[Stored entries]
========================

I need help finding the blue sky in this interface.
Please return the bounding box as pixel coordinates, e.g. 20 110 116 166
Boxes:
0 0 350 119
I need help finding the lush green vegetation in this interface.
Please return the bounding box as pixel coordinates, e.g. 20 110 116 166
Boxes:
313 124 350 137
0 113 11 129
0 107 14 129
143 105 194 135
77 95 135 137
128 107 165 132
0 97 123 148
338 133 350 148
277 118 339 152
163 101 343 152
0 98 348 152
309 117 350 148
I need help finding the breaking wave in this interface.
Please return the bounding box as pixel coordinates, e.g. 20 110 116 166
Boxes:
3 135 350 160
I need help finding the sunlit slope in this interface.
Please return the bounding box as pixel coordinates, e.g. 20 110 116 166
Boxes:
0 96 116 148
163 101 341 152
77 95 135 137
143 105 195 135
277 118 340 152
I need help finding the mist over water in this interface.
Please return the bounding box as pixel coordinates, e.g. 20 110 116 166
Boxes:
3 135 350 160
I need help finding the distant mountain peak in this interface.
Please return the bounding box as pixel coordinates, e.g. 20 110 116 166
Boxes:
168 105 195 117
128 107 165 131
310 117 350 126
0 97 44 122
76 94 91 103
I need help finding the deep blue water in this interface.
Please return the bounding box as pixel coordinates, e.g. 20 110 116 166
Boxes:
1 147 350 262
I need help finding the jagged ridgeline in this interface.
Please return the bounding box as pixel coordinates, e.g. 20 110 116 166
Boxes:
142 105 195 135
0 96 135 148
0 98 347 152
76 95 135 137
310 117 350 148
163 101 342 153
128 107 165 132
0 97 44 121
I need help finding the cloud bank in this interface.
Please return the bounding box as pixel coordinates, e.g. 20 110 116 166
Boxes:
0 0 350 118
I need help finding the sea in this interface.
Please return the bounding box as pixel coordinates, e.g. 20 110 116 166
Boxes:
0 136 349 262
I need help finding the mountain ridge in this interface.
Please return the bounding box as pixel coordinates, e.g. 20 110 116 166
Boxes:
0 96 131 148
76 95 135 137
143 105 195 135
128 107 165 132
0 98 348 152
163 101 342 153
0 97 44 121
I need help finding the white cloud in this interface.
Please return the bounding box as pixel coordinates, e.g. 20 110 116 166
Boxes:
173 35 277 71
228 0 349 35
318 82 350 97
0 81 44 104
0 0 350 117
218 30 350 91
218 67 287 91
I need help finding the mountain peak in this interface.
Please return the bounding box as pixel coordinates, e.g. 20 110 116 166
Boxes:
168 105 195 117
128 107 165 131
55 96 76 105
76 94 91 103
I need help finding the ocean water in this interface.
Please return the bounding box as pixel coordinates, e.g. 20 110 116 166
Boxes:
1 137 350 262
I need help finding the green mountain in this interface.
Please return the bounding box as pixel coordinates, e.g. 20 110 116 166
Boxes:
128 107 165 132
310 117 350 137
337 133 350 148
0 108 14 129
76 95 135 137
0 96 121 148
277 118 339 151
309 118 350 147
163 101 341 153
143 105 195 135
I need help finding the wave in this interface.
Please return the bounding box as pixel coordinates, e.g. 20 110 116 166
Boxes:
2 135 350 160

========================

WHAT YOU NEED TO DO ▸ Nothing but a number should be given: the count of lines in the records that contain the word "peak".

RESPONSE BOX ▸ 2